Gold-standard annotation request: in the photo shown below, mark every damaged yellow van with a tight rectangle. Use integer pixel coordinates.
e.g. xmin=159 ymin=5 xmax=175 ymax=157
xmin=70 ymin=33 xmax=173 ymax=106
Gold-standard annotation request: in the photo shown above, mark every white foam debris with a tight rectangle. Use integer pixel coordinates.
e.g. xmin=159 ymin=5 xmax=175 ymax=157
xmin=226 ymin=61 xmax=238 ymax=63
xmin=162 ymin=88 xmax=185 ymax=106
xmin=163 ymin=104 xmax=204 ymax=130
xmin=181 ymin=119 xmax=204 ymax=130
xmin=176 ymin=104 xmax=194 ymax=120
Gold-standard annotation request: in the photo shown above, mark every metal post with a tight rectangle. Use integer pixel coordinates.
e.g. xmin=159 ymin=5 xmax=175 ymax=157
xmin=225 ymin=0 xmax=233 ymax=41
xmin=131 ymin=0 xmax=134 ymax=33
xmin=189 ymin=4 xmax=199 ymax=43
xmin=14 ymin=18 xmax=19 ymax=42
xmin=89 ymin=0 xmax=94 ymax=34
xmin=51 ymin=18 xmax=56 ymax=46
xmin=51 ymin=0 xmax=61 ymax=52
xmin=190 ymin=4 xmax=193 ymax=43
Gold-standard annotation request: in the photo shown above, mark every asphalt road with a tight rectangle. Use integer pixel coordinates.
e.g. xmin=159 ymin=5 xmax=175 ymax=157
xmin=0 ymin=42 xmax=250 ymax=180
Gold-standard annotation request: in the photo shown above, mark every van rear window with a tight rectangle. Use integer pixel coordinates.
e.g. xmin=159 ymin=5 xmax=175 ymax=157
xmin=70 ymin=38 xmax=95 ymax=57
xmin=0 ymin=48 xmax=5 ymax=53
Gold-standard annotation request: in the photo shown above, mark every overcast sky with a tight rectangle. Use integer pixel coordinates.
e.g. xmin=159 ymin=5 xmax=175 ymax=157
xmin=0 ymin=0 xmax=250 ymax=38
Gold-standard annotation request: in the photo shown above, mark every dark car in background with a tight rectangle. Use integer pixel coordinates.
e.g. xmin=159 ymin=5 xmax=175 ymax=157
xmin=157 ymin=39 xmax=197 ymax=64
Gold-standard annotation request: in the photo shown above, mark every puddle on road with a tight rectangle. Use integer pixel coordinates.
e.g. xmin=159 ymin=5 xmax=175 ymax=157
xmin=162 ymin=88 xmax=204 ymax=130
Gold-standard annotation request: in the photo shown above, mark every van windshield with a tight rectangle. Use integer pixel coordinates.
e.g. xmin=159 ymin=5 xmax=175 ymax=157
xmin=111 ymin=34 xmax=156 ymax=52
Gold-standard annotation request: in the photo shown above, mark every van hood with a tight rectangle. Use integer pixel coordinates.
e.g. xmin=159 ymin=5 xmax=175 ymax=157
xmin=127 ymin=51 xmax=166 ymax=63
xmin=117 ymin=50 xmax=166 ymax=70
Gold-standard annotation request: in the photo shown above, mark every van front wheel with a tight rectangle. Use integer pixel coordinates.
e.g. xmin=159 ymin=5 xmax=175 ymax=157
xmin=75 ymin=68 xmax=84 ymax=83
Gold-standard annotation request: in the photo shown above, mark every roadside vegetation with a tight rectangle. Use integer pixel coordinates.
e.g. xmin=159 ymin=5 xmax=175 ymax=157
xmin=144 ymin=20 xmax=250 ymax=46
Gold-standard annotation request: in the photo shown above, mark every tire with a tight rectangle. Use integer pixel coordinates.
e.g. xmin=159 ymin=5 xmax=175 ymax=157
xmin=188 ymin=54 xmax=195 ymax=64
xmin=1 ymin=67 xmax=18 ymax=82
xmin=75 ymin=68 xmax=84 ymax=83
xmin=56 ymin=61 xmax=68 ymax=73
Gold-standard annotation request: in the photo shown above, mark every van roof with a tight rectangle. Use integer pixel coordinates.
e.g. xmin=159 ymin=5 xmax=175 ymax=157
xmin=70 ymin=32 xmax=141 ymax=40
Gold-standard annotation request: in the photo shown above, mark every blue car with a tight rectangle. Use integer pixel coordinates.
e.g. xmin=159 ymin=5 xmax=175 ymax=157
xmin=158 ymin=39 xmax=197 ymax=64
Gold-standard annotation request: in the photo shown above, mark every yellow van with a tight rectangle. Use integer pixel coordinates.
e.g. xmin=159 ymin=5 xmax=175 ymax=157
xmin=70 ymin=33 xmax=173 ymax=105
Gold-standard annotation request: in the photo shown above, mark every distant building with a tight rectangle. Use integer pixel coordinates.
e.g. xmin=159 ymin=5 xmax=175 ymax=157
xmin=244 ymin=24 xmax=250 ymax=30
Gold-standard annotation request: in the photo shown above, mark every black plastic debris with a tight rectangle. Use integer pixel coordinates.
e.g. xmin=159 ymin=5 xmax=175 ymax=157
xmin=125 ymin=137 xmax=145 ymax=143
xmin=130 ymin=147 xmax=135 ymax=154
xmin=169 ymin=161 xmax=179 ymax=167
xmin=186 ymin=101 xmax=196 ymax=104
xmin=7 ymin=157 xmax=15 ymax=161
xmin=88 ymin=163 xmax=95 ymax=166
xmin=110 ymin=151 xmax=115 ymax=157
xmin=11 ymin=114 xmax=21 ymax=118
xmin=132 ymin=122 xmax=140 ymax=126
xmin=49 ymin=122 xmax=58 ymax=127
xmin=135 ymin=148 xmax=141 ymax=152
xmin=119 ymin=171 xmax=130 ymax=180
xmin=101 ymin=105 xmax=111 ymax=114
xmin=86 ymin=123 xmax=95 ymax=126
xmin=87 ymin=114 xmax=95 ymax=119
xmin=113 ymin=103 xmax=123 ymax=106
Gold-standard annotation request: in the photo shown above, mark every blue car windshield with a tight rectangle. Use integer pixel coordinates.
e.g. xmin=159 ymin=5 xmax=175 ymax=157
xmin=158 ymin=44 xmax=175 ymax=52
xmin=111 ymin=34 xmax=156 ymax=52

### [Brief]
Copy out the data above verbatim, from the line containing "mark every metal" through the line containing "xmin=0 ymin=0 xmax=250 ymax=38", with both of those lines included.

### [Solution to the exercise]
Gold-standard annotation request: in the photo shown above, mark every metal post with a tight rectangle. Use integer pixel coordinates.
e.g. xmin=159 ymin=5 xmax=175 ymax=157
xmin=225 ymin=0 xmax=233 ymax=41
xmin=131 ymin=0 xmax=134 ymax=33
xmin=189 ymin=4 xmax=199 ymax=43
xmin=14 ymin=18 xmax=19 ymax=42
xmin=89 ymin=0 xmax=94 ymax=34
xmin=51 ymin=18 xmax=56 ymax=46
xmin=51 ymin=0 xmax=61 ymax=52
xmin=190 ymin=4 xmax=193 ymax=43
Gold-standard annotation request: in the photo shown above, mark every asphalt road with a tight rectangle. Use integer pixel coordinates.
e.g. xmin=159 ymin=5 xmax=175 ymax=157
xmin=0 ymin=42 xmax=250 ymax=180
Gold-standard annotation request: in the photo shown above, mark every van rear window with a tight rectangle. Use integer pixel coordinates.
e.g. xmin=159 ymin=5 xmax=175 ymax=157
xmin=70 ymin=38 xmax=95 ymax=57
xmin=0 ymin=48 xmax=5 ymax=53
Gold-standard annotation request: in the photo shown above, mark every overcast sky with a tight rectangle. Use integer pixel coordinates.
e.g. xmin=159 ymin=5 xmax=175 ymax=157
xmin=0 ymin=0 xmax=250 ymax=38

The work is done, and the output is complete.